STATED EXERCISE 1.
In the recipes forum thread, rewrite the passage starting at "You should have" and ending at "caught it Jeff.", swapping every "email" for "e-mail".
STATED EXERCISE 2.
Name each different username that posts in the recipes forum thread.

PAGE EXTRACT.
.....

# recipes



## jefflisa828 (Feb 2, 2015)

Hi I ordered and payed for Jeff's recipes on the 30th of January and have not received them just inquiring as to why. They were ordered with my company email [email protected] I am registered at the forum under my personal email [email protected] Thank you


----------



## tropics (Feb 2, 2015)

Try PM to Todd

http://www.smokingmeatforums.com/u/34955/tjohnson


----------



## TulsaJeff (Feb 2, 2015)

jefflisa828 said:


> Hi I ordered and payed for Jeff's recipes on the 30th of January and have not received them just inquiring as to why. They were ordered with my company email [email protected] I am registered at the forum under my personal email [email protected] Thank you


You should have received an email just as soon as you ordered however it may have been caught by a spam filter. I will send the attachments via email and private message right away. Please take a moment to let me know when you have them in hand.

Thank you for letting me know!

Jeff


----------



## tropics (Feb 2, 2015)

Woops had it right the first time I posted it, glad you caught it Jeff.


----------



## jefflisa828 (Feb 2, 2015)

Got them now thank you so much for your quick response.


----------



## TulsaJeff (Feb 2, 2015)

jefflisa828 said:


> Got them now thank you so much for your quick response.


No problem.. I hope you enjoy them!


----------



## themule69 (Feb 2, 2015)

You will enjoy them. Get a batch made and post a Qview!

Happy smoken.

David


----------



## jefflisa828 (Feb 2, 2015)

Lol I will but it was -36 here today


----------



## jefflisa828 (Feb 2, 2015)

Got one more question now that I bought what I am sure awesome recipes do the ads go away now lol


----------



## pc farmer (Feb 2, 2015)

You have to go to your profile, edit account details and check the box.


----------



## jefflisa828 (Feb 7, 2015)

Which box


----------



## TulsaJeff (Feb 9, 2015)

jefflisa828 said:


> Which box


@c farmer, I think he's asking about the ads in the email recipes rather than the forum.. I do appreciate the help
	

	
	
		
		



		
			






@jefflisa828, the system is automated and should change you over from the regular newsletter to the customer newsletter automatically but it doesn't always work as it should. I will take care of this for you right away.


----------

.....

Data excerpted from a collection.
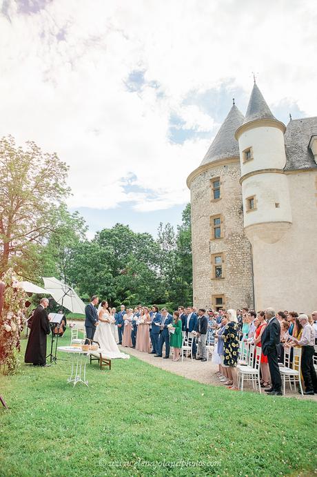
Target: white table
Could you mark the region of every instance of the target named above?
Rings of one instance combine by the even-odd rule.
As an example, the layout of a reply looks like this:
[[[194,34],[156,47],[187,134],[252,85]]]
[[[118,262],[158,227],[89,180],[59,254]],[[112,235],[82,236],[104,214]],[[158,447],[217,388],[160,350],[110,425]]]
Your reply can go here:
[[[101,350],[98,349],[94,351],[83,351],[81,348],[74,346],[59,346],[57,349],[59,351],[68,353],[72,356],[72,372],[67,380],[68,382],[73,382],[73,387],[77,382],[83,382],[88,386],[88,381],[86,380],[87,357],[92,353],[100,353]],[[81,378],[82,373],[83,379]]]

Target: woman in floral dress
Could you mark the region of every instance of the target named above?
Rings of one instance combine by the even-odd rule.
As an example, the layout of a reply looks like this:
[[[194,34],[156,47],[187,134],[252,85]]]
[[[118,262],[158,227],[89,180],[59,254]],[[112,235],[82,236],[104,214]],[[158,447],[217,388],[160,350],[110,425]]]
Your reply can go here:
[[[223,366],[227,368],[229,378],[232,381],[232,386],[229,389],[238,390],[238,374],[236,365],[239,355],[239,340],[238,338],[238,319],[235,310],[227,311],[228,324],[223,333]]]

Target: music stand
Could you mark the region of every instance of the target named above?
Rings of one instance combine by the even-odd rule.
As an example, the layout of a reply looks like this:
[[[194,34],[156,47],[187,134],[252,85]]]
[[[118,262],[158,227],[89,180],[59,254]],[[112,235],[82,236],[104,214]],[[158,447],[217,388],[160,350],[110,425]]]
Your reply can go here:
[[[56,362],[57,360],[57,358],[56,357],[57,353],[57,343],[59,342],[59,334],[58,333],[54,333],[54,329],[55,329],[56,327],[57,327],[59,324],[61,324],[61,320],[63,318],[65,318],[63,313],[50,313],[48,315],[48,319],[50,320],[50,326],[51,327],[52,330],[52,338],[51,338],[51,343],[50,343],[50,353],[48,354],[46,358],[50,358],[50,362],[54,361],[54,362],[56,364]],[[55,353],[53,354],[53,343],[55,341],[54,339],[54,337],[56,336],[56,344],[55,344]]]

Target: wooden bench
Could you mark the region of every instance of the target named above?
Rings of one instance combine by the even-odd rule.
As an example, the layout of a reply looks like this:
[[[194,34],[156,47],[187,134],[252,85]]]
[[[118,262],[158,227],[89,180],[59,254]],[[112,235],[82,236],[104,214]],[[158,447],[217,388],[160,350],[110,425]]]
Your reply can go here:
[[[94,340],[90,340],[92,343],[96,343],[98,344],[99,348],[100,348],[100,344],[98,341],[94,341]],[[109,371],[111,370],[111,359],[103,355],[102,353],[92,353],[90,355],[90,364],[92,361],[99,361],[100,369],[102,369],[103,367],[109,368]]]

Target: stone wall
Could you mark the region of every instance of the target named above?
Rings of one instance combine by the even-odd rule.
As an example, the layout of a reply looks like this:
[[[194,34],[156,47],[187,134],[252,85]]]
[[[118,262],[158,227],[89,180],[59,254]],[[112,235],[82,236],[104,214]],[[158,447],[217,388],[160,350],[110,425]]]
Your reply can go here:
[[[220,177],[221,198],[212,202],[210,179]],[[213,295],[225,295],[226,309],[253,307],[251,246],[243,232],[238,159],[232,164],[211,163],[190,184],[195,306],[212,306]],[[223,238],[211,240],[210,217],[222,214]],[[211,255],[224,253],[224,274],[212,279]]]
[[[317,172],[289,173],[292,224],[261,224],[252,240],[256,306],[310,313],[317,309]],[[271,242],[266,240],[269,232]],[[264,239],[264,240],[263,240]]]

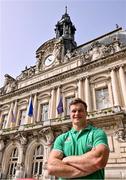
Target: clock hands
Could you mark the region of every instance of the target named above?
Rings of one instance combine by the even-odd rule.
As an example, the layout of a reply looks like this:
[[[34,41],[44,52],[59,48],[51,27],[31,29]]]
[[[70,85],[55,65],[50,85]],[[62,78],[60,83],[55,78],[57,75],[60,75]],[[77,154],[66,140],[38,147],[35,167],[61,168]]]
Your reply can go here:
[[[49,59],[49,58],[48,58],[48,60],[49,60],[49,61],[52,61],[52,59]]]

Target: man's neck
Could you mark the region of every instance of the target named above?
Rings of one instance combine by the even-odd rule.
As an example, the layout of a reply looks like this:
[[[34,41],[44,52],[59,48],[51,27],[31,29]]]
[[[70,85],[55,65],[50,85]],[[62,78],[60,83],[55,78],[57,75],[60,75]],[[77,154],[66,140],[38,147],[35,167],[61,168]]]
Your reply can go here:
[[[83,126],[78,126],[78,125],[73,124],[73,128],[76,129],[77,131],[80,131],[86,127],[87,127],[87,124],[85,124]]]

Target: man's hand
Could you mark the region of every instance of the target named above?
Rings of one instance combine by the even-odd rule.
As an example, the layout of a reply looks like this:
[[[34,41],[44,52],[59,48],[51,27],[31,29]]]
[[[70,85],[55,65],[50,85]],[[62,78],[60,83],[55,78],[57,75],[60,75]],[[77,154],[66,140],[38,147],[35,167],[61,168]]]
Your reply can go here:
[[[109,157],[109,149],[104,144],[100,144],[91,151],[80,156],[68,156],[63,158],[63,162],[91,174],[106,166]]]
[[[63,153],[58,150],[52,150],[48,159],[48,173],[49,175],[63,177],[63,178],[76,178],[85,174],[84,171],[66,164],[62,161]]]

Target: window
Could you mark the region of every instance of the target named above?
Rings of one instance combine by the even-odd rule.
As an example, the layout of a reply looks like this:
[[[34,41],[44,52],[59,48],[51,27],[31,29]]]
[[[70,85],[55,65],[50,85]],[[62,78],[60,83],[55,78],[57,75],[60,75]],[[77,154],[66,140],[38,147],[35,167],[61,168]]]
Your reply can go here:
[[[17,161],[18,161],[18,150],[17,148],[14,148],[10,156],[8,173],[7,173],[8,178],[13,178],[15,176]]]
[[[32,162],[33,177],[42,175],[42,165],[43,165],[43,146],[39,145],[36,147],[33,155],[33,162]]]
[[[104,109],[109,107],[108,88],[97,89],[96,93],[96,108]]]
[[[66,97],[66,115],[70,114],[69,104],[71,103],[73,99],[74,97]]]
[[[19,125],[23,125],[25,123],[26,109],[20,111],[20,120]]]
[[[49,109],[49,104],[42,104],[41,105],[41,121],[46,121],[48,120],[48,109]]]
[[[7,123],[7,118],[8,118],[8,114],[4,114],[3,115],[3,120],[2,120],[2,128],[6,128],[6,123]]]

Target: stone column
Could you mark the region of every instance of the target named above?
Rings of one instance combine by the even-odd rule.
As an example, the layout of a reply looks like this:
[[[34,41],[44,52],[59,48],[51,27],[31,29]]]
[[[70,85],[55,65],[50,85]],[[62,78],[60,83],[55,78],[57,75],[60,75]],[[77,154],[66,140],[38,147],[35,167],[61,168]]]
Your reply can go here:
[[[58,112],[57,112],[57,106],[59,104],[59,101],[60,101],[60,86],[58,86],[57,88],[57,96],[56,96],[56,118],[58,118]]]
[[[27,111],[26,111],[26,117],[25,117],[25,124],[30,124],[31,122],[33,122],[33,115],[32,116],[29,116],[28,115],[28,111],[29,111],[29,108],[30,108],[30,103],[32,101],[32,96],[30,96],[29,98],[29,103],[28,103],[28,107],[27,107]],[[33,103],[33,101],[32,101]]]
[[[16,120],[17,120],[17,100],[14,103],[14,108],[13,108],[13,120],[11,121],[11,127],[16,126]]]
[[[51,91],[51,101],[49,106],[49,117],[50,119],[53,119],[55,117],[56,107],[55,107],[55,88],[52,88]]]
[[[37,121],[37,94],[34,95],[34,100],[33,100],[33,117],[34,117],[34,123]],[[33,123],[33,122],[32,122]]]
[[[21,149],[20,149],[19,160],[17,163],[15,178],[24,178],[25,177],[24,161],[25,161],[27,138],[21,133],[19,135],[19,140],[21,143]]]
[[[13,113],[13,107],[14,107],[14,103],[11,102],[11,105],[10,105],[10,110],[9,110],[9,113],[8,113],[8,118],[7,118],[7,123],[6,123],[6,126],[5,128],[9,128],[9,125],[12,121],[12,113]]]
[[[91,111],[91,93],[89,85],[89,77],[85,79],[85,102],[87,103],[87,111]]]
[[[0,179],[2,178],[2,158],[4,153],[4,141],[0,137]]]
[[[125,77],[123,66],[121,66],[119,68],[119,76],[120,76],[120,82],[121,82],[124,104],[126,106],[126,77]]]
[[[118,106],[119,105],[119,96],[118,96],[118,88],[117,88],[115,69],[111,70],[111,83],[112,83],[112,92],[113,92],[113,98],[114,98],[114,106]]]
[[[83,99],[83,90],[82,90],[82,84],[83,84],[83,79],[78,80],[78,97]]]

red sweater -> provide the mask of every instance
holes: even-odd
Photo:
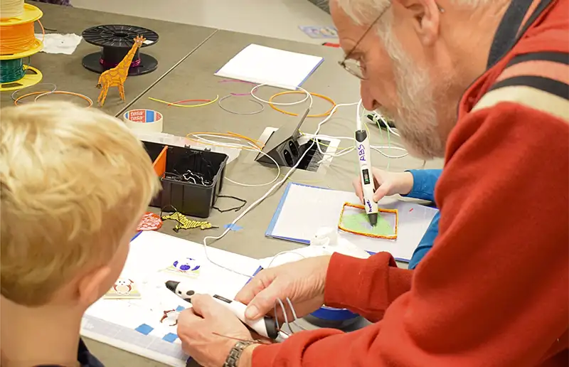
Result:
[[[541,10],[462,98],[418,268],[332,256],[326,304],[376,323],[259,346],[253,367],[569,366],[569,0]]]

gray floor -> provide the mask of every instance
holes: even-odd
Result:
[[[322,43],[299,26],[331,26],[329,14],[307,0],[71,0],[74,6],[195,26]],[[327,0],[314,0],[321,4]],[[141,26],[144,26],[142,24]]]

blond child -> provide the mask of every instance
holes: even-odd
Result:
[[[97,366],[79,331],[159,184],[122,123],[69,103],[0,112],[3,367]]]

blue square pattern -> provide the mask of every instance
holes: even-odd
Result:
[[[154,328],[153,328],[152,326],[151,326],[149,325],[147,325],[146,324],[143,324],[140,325],[139,326],[138,326],[134,330],[136,330],[137,331],[138,331],[138,332],[139,332],[141,334],[144,334],[144,335],[148,335],[154,329]]]
[[[162,337],[162,340],[165,340],[169,343],[174,343],[174,341],[178,339],[178,336],[173,333],[168,333]]]

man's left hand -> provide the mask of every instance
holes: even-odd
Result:
[[[178,317],[178,336],[184,351],[201,366],[223,366],[237,343],[230,338],[252,339],[251,333],[240,320],[211,296],[194,294],[191,304],[191,308]]]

.....

WORKED SOLUTION 1.
You should have received an e-mail just as soon as you ordered however it may have been caught by a spam filter. I will send the attachments via e-mail and private message right away. Please take a moment to let me know when you have them in hand.

Thank you for letting me know!

Jeff


----------



## tropics (Feb 2, 2015)

Woops had it right the first time I posted it, glad you caught it Jeff.

WORKED SOLUTION 2.
jefflisa828
tropics
TulsaJeff
themule69
pc farmer